Given request:
State how many lines in the entries below contain the string "buddha", treating the match as case-sensitive. Reply with the number only.

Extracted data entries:
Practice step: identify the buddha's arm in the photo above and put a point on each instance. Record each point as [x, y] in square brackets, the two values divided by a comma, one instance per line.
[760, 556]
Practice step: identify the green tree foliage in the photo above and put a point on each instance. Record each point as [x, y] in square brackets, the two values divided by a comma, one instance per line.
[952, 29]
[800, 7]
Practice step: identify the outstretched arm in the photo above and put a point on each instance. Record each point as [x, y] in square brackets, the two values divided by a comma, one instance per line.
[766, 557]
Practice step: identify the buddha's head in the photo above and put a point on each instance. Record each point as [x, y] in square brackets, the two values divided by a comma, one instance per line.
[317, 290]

--

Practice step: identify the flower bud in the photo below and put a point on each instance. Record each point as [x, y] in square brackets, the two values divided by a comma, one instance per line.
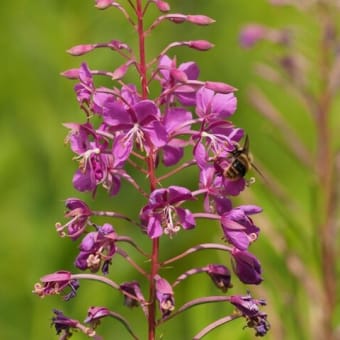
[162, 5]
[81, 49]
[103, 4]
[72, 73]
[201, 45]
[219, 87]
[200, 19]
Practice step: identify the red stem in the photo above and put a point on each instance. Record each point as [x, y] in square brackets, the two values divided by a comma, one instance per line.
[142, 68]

...

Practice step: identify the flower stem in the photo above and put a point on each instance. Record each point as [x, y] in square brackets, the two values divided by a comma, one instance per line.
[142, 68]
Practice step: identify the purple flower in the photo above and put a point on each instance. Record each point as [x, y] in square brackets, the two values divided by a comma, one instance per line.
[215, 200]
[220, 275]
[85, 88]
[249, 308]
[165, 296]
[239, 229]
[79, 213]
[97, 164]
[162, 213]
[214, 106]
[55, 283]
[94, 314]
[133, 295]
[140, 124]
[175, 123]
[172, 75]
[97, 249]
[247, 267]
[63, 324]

Solution to the exercise:
2